→ Görev Tanımı
AK Parti kongresine dair metinden "AK Parti’nin büyük" ifadesiyle başlayıp "olacak isimler belirlenecek." ifadesine kadar, bu ifade de dahil olmak üzere, bölümü birebir kopyalayın.

→ Metin Bölümü
════════════════════

AK Parti’nin büyük kongresi 30 Eylül’de yapılacak. Kurultaya bir ay kaldı. Kurultay öncesi AK Parti Genel Başkanı Recep Tayyip Erdoğan, AK Parti’yi 2023’e kadar taşıyacak yeni bir organizasyon yapısı hesapları yapıyor.
Başbakan Erdoğan büyük kongrede MYK, MKYK, Disiplin ve Demokrasi Heyeti gibi organlardaki kadroları değiştirerek, yeni bir vitrin ve yeni bir A takımı kuracak. Kongrede MYK’daki 13 koltuğun 11’i, MKYK’daki 50 ismin 40’ı değişecek. 2015’te ise kabinedeki 17 isim bırakmak durumunda. Büyük kongreden hemen sonra kısmi bir kabine revizyonu yapılacak. Daha sonra yerel seçimlerde aday olacak isimler belirlenecek.

════════════════════

→ Gösterilen Kayıtlar
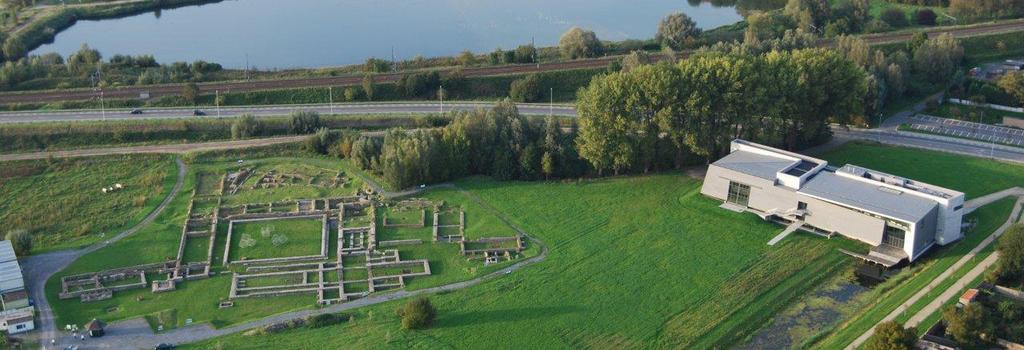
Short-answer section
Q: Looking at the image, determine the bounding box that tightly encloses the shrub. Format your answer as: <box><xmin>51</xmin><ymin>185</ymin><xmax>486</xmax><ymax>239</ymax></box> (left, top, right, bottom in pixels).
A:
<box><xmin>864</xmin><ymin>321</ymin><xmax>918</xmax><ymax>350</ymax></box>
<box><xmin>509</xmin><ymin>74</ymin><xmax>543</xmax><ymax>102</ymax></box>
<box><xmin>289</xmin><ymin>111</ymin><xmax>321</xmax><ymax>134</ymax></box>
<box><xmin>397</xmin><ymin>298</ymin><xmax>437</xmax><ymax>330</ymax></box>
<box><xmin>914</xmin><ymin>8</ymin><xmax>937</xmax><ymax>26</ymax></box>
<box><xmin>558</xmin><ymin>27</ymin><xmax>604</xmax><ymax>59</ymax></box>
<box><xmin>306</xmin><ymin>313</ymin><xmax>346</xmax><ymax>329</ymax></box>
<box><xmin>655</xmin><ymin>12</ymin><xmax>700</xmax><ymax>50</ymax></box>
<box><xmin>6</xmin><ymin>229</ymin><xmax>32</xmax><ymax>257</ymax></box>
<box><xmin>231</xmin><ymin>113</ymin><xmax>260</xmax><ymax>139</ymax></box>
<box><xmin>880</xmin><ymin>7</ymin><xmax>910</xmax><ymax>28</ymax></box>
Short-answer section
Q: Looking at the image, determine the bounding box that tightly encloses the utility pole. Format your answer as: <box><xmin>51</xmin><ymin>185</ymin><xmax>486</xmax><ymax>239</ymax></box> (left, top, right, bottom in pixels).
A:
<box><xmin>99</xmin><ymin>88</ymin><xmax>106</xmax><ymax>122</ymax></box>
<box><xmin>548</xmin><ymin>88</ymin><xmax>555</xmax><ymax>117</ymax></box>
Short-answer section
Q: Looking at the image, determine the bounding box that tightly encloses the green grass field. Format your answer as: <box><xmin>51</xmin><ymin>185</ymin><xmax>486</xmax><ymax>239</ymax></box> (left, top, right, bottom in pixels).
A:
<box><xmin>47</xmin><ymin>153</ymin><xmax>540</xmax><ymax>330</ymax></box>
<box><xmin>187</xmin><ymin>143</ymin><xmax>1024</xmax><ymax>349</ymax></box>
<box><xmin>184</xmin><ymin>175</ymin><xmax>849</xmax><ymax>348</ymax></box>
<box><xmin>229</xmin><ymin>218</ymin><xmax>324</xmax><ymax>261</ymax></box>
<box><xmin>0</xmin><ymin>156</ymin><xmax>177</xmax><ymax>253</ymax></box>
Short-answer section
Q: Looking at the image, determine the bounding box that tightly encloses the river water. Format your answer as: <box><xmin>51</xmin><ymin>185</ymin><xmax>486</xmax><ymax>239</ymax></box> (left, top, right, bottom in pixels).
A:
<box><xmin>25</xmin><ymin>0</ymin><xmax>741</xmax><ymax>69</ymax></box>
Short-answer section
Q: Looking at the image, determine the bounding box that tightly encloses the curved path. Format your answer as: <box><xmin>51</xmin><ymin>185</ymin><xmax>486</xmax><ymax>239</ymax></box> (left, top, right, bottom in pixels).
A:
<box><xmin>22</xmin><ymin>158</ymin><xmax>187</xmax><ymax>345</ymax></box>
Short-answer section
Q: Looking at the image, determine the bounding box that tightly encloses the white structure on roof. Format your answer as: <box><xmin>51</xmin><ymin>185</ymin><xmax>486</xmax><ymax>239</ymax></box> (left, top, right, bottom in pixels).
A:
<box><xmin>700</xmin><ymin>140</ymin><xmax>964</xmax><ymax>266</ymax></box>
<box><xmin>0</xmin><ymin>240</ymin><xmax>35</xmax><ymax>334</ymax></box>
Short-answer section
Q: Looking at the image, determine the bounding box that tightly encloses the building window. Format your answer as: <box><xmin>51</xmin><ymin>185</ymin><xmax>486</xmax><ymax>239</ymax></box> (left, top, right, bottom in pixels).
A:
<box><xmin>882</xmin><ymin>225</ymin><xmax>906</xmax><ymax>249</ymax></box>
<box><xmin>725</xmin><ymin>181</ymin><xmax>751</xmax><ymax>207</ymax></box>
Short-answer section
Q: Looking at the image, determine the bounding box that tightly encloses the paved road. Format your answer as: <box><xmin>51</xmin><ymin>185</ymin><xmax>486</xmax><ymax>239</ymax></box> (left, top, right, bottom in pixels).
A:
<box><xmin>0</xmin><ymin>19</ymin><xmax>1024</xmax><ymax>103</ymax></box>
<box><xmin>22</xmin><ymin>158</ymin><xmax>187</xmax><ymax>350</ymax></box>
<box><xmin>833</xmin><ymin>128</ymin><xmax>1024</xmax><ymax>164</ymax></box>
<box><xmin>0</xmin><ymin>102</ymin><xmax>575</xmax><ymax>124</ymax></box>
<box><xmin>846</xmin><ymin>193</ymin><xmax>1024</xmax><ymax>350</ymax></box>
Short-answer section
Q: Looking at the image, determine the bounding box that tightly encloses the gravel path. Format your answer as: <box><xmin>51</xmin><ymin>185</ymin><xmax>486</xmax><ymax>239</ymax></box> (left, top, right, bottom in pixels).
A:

════════════════════

→ Doğru Cevap
AK Parti’nin büyük kongresi 30 Eylül’de yapılacak. Kurultaya bir ay kaldı. Kurultay öncesi AK Parti Genel Başkanı Recep Tayyip Erdoğan, AK Parti’yi 2023’e kadar taşıyacak yeni bir organizasyon yapısı hesapları yapıyor.
Başbakan Erdoğan büyük kongrede MYK, MKYK, Disiplin ve Demokrasi Heyeti gibi organlardaki kadroları değiştirerek, yeni bir vitrin ve yeni bir A takımı kuracak. Kongrede MYK’daki 13 koltuğun 11’i, MKYK’daki 50 ismin 40’ı değişecek. 2015’te ise kabinedeki 17 isim bırakmak durumunda. Büyük kongreden hemen sonra kısmi bir kabine revizyonu yapılacak. Daha sonra yerel seçimlerde aday olacak isimler belirlenecek.